Data shown:

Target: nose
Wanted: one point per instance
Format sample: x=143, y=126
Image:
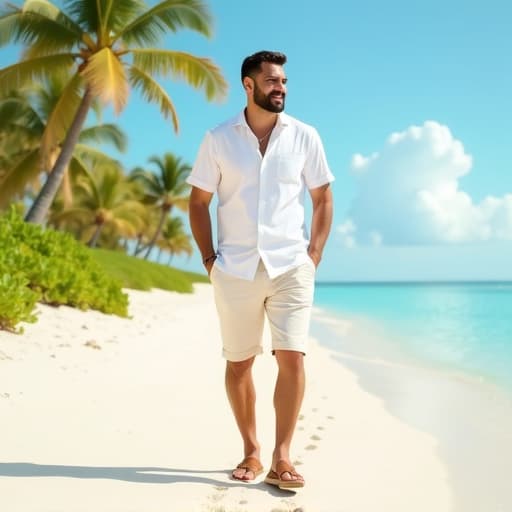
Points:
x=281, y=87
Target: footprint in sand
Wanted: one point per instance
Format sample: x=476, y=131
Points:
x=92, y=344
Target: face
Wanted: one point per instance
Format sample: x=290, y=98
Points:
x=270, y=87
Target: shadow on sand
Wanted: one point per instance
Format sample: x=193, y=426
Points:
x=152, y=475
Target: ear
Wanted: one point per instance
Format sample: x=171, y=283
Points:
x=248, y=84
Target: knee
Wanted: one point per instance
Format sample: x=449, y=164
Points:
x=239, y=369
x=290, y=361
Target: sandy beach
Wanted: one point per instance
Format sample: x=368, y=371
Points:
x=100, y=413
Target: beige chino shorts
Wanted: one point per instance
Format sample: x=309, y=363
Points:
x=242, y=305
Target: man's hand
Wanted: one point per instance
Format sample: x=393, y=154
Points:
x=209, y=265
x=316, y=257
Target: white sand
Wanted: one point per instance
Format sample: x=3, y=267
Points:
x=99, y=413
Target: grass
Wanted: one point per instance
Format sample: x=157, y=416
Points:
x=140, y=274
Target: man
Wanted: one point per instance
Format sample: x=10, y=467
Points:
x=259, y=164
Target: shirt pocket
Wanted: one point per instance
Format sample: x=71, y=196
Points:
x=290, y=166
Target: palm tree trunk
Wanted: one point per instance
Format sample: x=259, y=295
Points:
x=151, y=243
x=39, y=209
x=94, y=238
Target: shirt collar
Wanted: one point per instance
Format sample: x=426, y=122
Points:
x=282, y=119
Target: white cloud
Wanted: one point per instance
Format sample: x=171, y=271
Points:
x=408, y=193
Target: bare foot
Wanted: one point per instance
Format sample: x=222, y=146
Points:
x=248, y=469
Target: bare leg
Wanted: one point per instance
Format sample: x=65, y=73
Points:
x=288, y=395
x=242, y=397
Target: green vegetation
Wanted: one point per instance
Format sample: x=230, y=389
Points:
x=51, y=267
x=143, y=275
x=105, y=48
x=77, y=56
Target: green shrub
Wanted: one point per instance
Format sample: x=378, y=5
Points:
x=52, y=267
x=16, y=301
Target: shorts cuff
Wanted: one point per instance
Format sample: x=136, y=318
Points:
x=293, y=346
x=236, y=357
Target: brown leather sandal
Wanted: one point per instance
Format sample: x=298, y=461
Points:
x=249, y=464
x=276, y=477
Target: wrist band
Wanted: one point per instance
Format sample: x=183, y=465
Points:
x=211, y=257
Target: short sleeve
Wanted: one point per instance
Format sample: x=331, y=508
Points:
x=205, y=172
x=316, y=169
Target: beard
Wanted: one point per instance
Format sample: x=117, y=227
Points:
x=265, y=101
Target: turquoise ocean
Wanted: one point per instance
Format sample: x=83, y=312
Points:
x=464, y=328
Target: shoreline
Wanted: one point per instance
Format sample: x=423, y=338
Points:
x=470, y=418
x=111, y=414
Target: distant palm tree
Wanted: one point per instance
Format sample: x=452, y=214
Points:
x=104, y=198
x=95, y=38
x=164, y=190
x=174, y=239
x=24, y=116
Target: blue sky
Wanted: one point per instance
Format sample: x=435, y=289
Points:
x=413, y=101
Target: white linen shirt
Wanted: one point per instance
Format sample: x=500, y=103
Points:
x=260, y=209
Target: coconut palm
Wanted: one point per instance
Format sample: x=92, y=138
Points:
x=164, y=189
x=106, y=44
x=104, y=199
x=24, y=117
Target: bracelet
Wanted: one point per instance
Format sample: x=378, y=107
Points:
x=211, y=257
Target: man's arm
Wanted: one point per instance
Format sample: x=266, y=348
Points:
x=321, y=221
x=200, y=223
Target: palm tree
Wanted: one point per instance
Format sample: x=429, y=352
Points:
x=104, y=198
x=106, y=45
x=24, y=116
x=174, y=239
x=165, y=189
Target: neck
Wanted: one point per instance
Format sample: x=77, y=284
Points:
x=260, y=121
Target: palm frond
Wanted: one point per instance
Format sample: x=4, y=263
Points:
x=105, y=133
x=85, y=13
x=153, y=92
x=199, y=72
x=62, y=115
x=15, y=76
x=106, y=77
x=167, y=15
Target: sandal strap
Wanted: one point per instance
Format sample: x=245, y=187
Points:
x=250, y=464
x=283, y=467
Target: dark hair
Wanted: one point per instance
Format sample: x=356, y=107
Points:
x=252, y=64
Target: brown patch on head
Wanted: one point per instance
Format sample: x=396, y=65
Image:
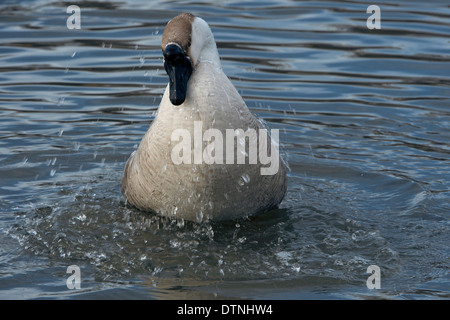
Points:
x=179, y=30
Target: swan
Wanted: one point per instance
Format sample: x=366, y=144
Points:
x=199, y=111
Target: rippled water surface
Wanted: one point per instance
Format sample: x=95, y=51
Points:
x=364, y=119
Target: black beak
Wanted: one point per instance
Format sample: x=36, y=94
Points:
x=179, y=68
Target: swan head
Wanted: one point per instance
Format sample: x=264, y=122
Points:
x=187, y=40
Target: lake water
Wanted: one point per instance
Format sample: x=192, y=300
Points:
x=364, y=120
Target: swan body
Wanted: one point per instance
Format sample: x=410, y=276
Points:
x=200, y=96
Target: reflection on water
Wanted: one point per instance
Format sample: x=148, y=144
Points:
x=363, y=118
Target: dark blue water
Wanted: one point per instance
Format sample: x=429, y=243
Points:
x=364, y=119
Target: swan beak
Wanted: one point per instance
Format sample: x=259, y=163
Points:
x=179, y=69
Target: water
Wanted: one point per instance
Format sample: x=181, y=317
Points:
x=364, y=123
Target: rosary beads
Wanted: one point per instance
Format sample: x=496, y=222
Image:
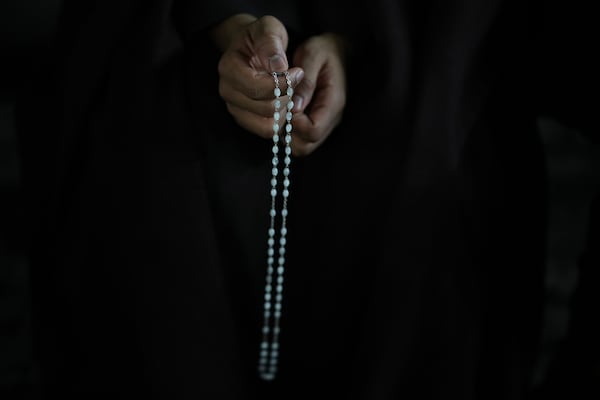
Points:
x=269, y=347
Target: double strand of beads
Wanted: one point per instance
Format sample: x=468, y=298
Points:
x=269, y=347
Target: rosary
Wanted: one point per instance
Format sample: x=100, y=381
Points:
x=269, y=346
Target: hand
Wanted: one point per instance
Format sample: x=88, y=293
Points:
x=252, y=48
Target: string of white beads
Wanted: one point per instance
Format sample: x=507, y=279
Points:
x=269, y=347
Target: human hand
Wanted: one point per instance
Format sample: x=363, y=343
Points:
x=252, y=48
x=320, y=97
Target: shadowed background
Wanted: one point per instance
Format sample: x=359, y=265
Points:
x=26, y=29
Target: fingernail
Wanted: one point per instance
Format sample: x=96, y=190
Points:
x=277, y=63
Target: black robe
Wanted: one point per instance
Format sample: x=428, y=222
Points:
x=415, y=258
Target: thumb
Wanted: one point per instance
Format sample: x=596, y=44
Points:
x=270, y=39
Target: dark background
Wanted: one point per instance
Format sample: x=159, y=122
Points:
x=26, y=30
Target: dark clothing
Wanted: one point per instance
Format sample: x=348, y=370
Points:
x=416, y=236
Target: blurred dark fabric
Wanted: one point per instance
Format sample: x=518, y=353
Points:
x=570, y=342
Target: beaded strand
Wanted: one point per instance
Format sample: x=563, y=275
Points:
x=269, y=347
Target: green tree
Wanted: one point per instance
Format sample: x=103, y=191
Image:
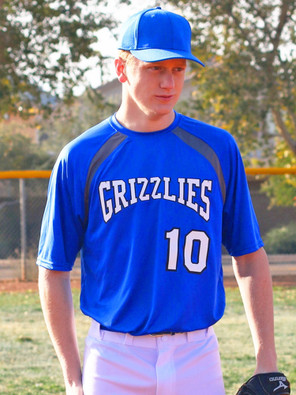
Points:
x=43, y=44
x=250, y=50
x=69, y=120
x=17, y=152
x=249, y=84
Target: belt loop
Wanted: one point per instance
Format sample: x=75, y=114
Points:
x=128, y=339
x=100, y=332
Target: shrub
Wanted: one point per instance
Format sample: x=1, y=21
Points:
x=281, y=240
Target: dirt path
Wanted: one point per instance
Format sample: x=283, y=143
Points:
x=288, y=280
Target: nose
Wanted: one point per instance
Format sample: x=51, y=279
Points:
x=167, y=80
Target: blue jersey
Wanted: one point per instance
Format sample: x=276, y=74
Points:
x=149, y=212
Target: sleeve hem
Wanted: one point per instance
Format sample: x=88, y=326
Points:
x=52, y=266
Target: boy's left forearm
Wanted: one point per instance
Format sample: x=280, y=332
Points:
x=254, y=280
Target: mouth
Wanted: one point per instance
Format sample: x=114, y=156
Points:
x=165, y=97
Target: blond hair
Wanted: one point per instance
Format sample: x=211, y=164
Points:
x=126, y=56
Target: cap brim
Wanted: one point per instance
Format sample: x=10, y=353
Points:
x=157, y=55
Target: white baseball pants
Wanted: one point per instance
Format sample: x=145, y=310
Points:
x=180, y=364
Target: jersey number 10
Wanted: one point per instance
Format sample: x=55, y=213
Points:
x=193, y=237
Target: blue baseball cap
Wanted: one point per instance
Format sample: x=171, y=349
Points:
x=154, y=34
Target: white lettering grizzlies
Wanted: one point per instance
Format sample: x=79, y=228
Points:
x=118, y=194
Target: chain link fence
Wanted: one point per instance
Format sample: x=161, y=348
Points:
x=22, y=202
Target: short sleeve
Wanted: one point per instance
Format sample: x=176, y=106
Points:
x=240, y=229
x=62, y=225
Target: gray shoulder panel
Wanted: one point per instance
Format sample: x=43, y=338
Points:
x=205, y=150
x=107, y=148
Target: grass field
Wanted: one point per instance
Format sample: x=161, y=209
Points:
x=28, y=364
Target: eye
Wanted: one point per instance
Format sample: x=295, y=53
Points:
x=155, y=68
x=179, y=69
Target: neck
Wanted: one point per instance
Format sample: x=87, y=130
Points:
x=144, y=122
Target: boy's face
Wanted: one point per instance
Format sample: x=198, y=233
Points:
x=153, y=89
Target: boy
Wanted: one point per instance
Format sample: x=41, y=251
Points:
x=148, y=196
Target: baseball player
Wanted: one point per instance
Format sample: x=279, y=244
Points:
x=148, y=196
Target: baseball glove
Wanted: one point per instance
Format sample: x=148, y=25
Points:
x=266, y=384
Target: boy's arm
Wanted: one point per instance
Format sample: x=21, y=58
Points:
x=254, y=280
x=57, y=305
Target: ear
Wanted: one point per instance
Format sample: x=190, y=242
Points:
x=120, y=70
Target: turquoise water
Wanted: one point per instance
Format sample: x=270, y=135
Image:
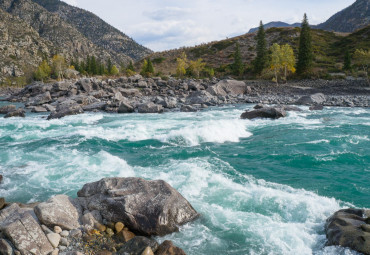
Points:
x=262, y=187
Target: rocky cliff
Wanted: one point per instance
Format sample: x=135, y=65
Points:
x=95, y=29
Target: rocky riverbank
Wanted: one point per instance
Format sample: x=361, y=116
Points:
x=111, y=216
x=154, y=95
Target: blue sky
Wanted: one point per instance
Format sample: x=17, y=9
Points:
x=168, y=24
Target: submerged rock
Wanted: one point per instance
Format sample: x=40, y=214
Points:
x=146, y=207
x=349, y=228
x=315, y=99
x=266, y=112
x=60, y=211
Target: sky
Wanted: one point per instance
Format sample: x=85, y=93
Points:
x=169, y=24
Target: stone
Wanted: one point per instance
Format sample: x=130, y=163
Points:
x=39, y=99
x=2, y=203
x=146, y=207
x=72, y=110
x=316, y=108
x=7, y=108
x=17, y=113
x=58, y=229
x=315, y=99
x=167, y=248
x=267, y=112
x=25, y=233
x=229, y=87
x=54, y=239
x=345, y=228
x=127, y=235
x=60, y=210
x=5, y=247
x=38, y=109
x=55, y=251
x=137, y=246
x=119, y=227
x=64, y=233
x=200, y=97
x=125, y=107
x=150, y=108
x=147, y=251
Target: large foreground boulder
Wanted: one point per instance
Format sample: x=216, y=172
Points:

Your objective: Output verbatim the lines of the records from the line containing "Target: baseball player" through the line containing "x=266, y=384", including both of those lines.

Solution for this problem:
Target: baseball player
Wanted: one point per instance
Format sample: x=279, y=244
Points:
x=148, y=196
Target: baseball glove
Wanted: one point per instance
Format sample: x=148, y=25
Points:
x=266, y=384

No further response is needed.